### Given data

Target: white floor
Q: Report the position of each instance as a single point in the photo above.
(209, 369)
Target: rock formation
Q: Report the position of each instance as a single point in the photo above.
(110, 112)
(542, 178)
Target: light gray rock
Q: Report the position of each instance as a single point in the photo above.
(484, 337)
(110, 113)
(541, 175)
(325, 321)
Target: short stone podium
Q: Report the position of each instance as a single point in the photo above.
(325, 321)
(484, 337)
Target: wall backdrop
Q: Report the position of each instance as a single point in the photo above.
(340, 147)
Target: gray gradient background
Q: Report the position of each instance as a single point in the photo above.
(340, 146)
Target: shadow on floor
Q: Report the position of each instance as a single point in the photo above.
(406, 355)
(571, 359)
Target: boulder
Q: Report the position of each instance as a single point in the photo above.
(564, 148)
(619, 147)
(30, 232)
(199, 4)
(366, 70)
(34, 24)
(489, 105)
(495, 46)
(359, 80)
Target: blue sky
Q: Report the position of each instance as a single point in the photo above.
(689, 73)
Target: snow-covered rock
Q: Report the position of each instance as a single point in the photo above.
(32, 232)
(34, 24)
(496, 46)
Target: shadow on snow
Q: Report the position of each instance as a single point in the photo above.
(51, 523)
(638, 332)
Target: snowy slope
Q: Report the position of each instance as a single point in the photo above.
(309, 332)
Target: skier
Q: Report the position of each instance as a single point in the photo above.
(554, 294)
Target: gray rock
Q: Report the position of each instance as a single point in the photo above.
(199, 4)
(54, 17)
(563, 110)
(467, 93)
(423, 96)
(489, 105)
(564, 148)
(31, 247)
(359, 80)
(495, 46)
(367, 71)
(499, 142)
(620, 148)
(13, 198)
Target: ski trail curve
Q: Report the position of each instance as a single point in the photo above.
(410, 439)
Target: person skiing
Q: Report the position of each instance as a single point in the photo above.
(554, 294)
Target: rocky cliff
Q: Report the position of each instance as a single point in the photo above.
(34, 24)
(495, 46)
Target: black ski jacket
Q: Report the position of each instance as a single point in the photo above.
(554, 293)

######

Task brief: Arrange the lines of the listing above as a JSON array of strings, one string per line and with blank lines omitted, beginning with the line that contains "Target: ski trail curve" and continuing through the final line of the listing, both inclusive.

Answer:
[
  "Target: ski trail curve",
  "Q: Report the position of each instance as a single point in the photo above.",
  "(410, 439)",
  "Target: person skiing",
  "Q: Report the position of each instance as a single point in the photo above.",
  "(554, 294)",
  "Target: rocky cliff",
  "Q: Report the position of each instance as a single point in the photo above.",
  "(34, 24)",
  "(495, 46)",
  "Target: black ski jacket",
  "Q: Report the position of each instance as a single point in the photo above.",
  "(554, 293)"
]